> **Records supplied**:

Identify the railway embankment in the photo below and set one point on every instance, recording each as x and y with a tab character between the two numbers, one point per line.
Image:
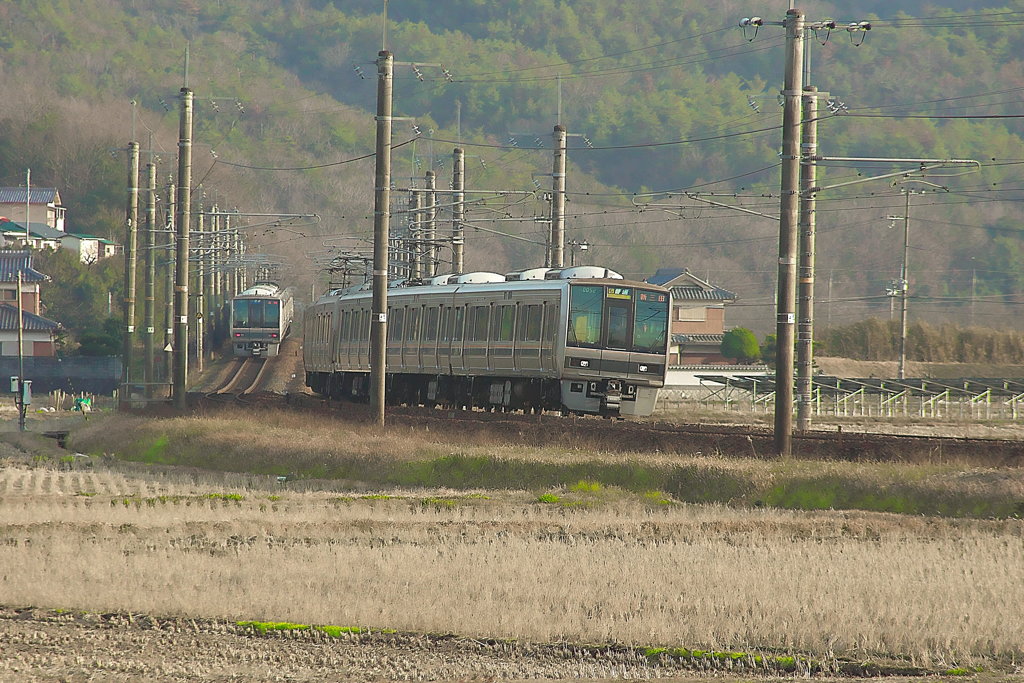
568	460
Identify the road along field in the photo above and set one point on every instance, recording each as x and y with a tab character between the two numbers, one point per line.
567	564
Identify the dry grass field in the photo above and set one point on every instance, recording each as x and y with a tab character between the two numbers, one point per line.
566	577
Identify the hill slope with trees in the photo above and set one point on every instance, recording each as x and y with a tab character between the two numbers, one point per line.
673	97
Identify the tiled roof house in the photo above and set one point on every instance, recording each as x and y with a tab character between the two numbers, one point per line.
697	324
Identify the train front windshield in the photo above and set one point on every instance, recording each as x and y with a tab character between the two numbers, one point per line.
256	313
617	317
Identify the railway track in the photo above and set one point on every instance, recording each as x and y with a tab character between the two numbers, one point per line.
244	380
664	437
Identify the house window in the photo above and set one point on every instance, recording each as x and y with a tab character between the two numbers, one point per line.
698	314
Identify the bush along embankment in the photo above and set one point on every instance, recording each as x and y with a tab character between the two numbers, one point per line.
293	449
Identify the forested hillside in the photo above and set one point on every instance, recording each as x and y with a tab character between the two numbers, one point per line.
671	97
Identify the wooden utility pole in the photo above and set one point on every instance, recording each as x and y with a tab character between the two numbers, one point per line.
382	200
805	300
131	258
787	230
558	200
150	288
458	209
182	223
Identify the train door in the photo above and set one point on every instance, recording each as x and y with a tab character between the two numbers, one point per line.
431	323
616	334
411	352
527	345
477	324
395	335
502	336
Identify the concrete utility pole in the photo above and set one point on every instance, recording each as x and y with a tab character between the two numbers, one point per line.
150	304
201	275
904	285
131	258
20	356
787	230
415	244
805	299
430	251
28	206
182	222
382	201
458	208
210	321
169	288
558	200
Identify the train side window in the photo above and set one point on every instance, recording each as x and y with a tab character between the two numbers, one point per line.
346	322
445	325
650	326
412	324
586	302
395	319
477	324
529	323
619	317
550	322
458	321
503	325
430	324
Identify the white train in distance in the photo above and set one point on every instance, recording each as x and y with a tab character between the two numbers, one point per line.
580	340
261	317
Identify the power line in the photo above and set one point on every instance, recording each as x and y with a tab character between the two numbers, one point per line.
309	168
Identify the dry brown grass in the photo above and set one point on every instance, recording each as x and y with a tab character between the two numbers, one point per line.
617	568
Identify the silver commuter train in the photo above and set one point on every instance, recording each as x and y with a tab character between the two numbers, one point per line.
261	317
580	340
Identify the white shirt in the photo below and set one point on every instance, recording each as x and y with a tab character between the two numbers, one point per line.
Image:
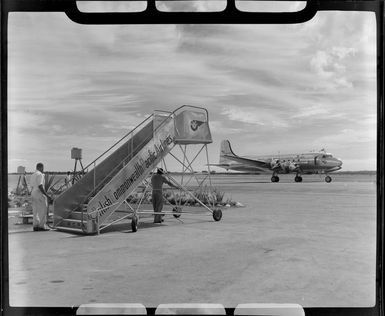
37	179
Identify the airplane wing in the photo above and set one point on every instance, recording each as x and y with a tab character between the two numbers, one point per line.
250	162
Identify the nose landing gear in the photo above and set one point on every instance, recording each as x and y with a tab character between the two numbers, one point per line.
298	178
274	178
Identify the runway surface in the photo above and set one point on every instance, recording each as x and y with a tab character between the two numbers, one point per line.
310	243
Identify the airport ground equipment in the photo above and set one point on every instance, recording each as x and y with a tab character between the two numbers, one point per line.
87	206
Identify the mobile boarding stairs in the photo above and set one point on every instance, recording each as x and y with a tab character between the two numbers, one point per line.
87	207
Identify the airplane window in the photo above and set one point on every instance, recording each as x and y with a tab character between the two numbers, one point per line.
58	81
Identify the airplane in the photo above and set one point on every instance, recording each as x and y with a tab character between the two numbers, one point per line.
306	163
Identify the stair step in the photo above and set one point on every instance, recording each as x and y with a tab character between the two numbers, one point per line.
69	229
72	223
78	215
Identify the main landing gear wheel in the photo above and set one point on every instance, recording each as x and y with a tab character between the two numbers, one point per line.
274	179
217	215
177	211
134	223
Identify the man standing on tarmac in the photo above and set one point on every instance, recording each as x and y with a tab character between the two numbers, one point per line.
40	199
157	181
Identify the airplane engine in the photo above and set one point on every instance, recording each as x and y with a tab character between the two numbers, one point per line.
289	166
293	166
275	164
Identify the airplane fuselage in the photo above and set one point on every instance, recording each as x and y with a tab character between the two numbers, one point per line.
305	163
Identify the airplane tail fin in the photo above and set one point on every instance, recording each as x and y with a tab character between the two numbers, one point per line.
225	151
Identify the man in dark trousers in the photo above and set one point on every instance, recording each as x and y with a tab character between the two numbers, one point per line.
157	181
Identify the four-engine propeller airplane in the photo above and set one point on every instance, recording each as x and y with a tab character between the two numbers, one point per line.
306	163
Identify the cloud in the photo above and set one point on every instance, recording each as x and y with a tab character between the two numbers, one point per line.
330	66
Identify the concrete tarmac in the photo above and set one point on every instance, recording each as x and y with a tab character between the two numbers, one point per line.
310	243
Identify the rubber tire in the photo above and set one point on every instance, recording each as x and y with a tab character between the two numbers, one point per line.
176	210
217	215
134	224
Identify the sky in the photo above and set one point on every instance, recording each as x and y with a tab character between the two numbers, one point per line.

> **Work instructions**: Please set out every line of the listing above as a numbered list, skipping any blank lines. Leave the pictures out.

> **Completed exercise**:
1. Identify the railway embankment in the photo below and set one point on every instance, recording each as x and y with a tab character between the two numbers, one point per line.
2. Image:
3. 568	460
4. Identify the road along field in the photo above and set one point on every instance, recording each as x and y with a tab character between the two numbers, one point per line.
5. 567	564
6. Identify the dry grass field in the photo above and set one point on every instance, recording each as x and y with a tab character between the two numbers, one point per line.
7. 566	577
8. Identify the hill slope with trees in the photo above and set one point on every instance, recording each as x and y with a tab character between the two numbers, one point per line.
9. 673	97
10. Identify the tiled roof house in the photo above and set one point on every instance, recording each as x and y with a tab character between the two numbers, one point per line.
11. 697	324
12. Identify the train front windshield in the photo above and set one point on every instance, recording each as x and y with a tab character between the two numbers, one point per line.
13. 256	313
14. 617	317
15. Identify the railway track in the photo above and set one point on every instance, recording each as x and y with a tab character between the two numbers, one point per line.
16. 244	380
17. 664	437
18. Identify the house window in the photo above and set one point on every instance, recording each as x and y with a tab character between the two numbers, one point per line.
19. 698	314
20. Identify the bush along embankment in the photo above and set one point on every instance, recording each as x and y with a tab character between the two numbers, one point per line.
21. 293	449
22. Identify the forested hillside in the photo above and set one point on every instance, recording each as x and y with a tab character between the two numbers, one point per line.
23. 671	97
24. Identify the wooden utility pole in the photo above and set one point on every instance, recording each as x and y with a tab character between the two numbers, one point per line.
25. 382	200
26. 805	300
27. 131	258
28. 787	230
29. 558	200
30. 150	288
31. 458	209
32. 182	223
33. Identify the train door in the photo above and set one point on every instance, recording each as x and y with a tab character between the two numbers, one point per line.
34. 431	323
35. 616	334
36. 411	352
37. 527	345
38. 477	324
39. 395	335
40. 502	336
41. Identify the concrete utility pole in the photo above and set one point on every instance, recording each as x and y with a tab character between the two numbers, one point per line.
42. 150	304
43. 201	275
44. 904	285
45. 131	258
46. 20	356
47. 787	230
48. 415	244
49. 805	299
50. 430	251
51. 28	206
52. 182	222
53. 382	201
54. 458	208
55. 210	321
56. 169	288
57. 558	200
58. Identify the train side window in the photo above and set one point on every instance, recording each as x and y with a tab character between the two numbers, one point per line.
59. 346	322
60. 445	325
61. 650	326
62. 412	324
63. 586	302
64. 395	319
65. 477	324
66. 529	323
67. 619	317
68. 550	322
69. 458	321
70. 503	325
71. 430	324
72. Identify the white train in distance in the photo above and set one point on every instance, recording each as x and y with a tab character between the two numbers, one point per line.
73. 580	340
74. 261	317
75. Identify the power line in the photo above and set one point on every instance, recording each as x and y with a tab character between the two numbers, one point per line.
76. 309	168
77. Identify the dry brown grass in the photo above and set one point on every instance, recording each as x and y with a tab character between the two numbers, one point per line.
78. 617	568
79. Identify the silver commuter train in the photo above and set one point on every instance, recording each as x and y with a tab character between the two numbers, one point per line.
80. 261	317
81. 580	340
82. Identify the white shirt in the photo below and set one point on every instance, recording each as x and y with a tab character between the two numbers, one point per line.
83. Image:
84. 37	179
85. Identify the airplane wing in the photo above and set one point on every instance, recording each as x and y with a tab character between the two numbers, one point per line.
86. 250	162
87. Identify the nose landing gear in the photo above and set one point on every instance, recording each as x and y with a tab character between the two numbers, one point per line.
88. 298	178
89. 274	178
90. Identify the runway surface in the photo above and set one point on every instance, recording each as x and y with a tab character between the two numbers, one point per line.
91. 310	243
92. Identify the airport ground equipment in the photo above and set one point on every instance, recording each as x and y with a tab character between the two numbers, one point per line.
93. 87	206
94. Identify the mobile boarding stairs in the photo above and set one point on every instance, recording each as x and y with a tab character between the two numbers, one point per line.
95. 87	207
96. Identify the airplane window in the photo above and set one point on every instance, recording each as x and y with a tab character between the two numbers, one point per line.
97. 58	81
98. Identify the airplane in the photo above and set one point on every instance, recording each as x and y with a tab character between the two numbers, one point per line.
99. 306	163
100. Identify the stair step in the photo above and set one point on every instance, recording each as x and y with a tab character between the two numbers, one point per line.
101. 69	229
102. 72	223
103. 78	215
104. Identify the main landing gear wheel in the photo above and set one point on every instance, recording each as x and y with a tab character between the two numbers, one point per line.
105. 274	179
106. 217	215
107. 177	211
108. 134	223
109. Identify the man standing on tarmac in the photo above and set one point on every instance, recording each as x and y with a tab character between the two numbers, one point per line.
110. 40	199
111. 157	181
112. Identify the airplane engine in the photo above and set one point on every instance, recording each as x and y with a tab character between the two numbers, one point per line.
113. 289	166
114. 293	166
115. 275	164
116. Identify the airplane fuselage in the photo above and set one point on every instance, recording each as x and y with a tab character between the two numbers, one point per line.
117. 305	163
118. Identify the airplane tail fin in the photo above and set one point on every instance, recording each as x and y with a tab character between the two numbers, one point per line.
119. 225	151
120. Identify the man in dark trousers in the photo above and set one point on every instance, recording each as x and y with a tab character between the two numbers, one point per line.
121. 157	181
122. Identify the four-engine propeller airplane in the photo above and set one point on every instance, recording each as x and y with a tab character between the two numbers, one point per line.
123. 306	163
124. Identify the cloud in the photo above and set one point on every instance, recording each as x and y with a tab character between the two numbers, one point per line.
125. 330	66
126. Identify the concrete tarmac in the photo above and set one point on every instance, recording each as x and y with a tab character between the two numbers, one point per line.
127. 310	243
128. Identify the rubber tire in the photo above and set one point on every instance, recording each as x and y with a tab character between the two numbers, one point per line.
129. 176	210
130. 217	215
131. 134	224
132. Identify the sky in the photo above and set one point on every instance, recording each as x and y with a tab character between the two numbers, one point per line.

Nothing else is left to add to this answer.